Items listed in a dataset:
═══

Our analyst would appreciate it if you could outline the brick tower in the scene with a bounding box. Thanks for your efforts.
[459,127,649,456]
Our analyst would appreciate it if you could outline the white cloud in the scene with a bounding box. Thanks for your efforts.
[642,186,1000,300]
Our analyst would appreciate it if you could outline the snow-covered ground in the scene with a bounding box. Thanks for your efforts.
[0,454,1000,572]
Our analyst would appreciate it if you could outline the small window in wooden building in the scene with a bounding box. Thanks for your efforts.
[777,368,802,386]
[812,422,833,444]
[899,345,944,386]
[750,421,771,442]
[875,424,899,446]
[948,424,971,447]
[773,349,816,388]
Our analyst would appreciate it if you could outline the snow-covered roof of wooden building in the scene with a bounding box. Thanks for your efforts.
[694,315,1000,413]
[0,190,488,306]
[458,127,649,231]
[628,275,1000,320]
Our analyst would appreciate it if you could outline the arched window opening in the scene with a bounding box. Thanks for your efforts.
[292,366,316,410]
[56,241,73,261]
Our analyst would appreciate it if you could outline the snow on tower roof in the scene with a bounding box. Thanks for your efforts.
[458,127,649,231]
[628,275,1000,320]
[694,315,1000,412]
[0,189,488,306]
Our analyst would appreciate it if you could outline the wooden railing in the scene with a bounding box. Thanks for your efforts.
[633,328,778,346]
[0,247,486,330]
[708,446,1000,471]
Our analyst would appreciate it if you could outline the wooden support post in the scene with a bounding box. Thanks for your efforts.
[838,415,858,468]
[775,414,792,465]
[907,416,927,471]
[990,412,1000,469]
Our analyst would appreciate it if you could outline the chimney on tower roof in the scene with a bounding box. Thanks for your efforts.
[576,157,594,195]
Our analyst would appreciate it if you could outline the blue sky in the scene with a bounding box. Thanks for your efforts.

═══

* **Your task**:
Begin at the line that has "Our analyst would appreciate it if you could outline the white" and stop after the line that has "[773,349,816,388]", then write those lines out again in full, items included. Scale every bounding-box coordinate in the answers by 0.75 and round each to a whole number, with halves going up.

* **Response**:
Our analyst would appreciate it if you could outline the white cloud in the scene with a bounding box. Thanks for your efforts.
[482,140,750,225]
Our analyst would appreciate it if you could outline the snow-covered ground in the scene with a bounding box. Thanks for your efforts.
[0,341,750,429]
Our analyst would appreciate it if you could outline the small window in wooden building in the scene with a bounding box. Thanks for your efforts.
[583,276,602,290]
[609,317,625,333]
[674,259,708,290]
[563,316,578,332]
[656,318,674,335]
[711,318,728,335]
[580,262,612,291]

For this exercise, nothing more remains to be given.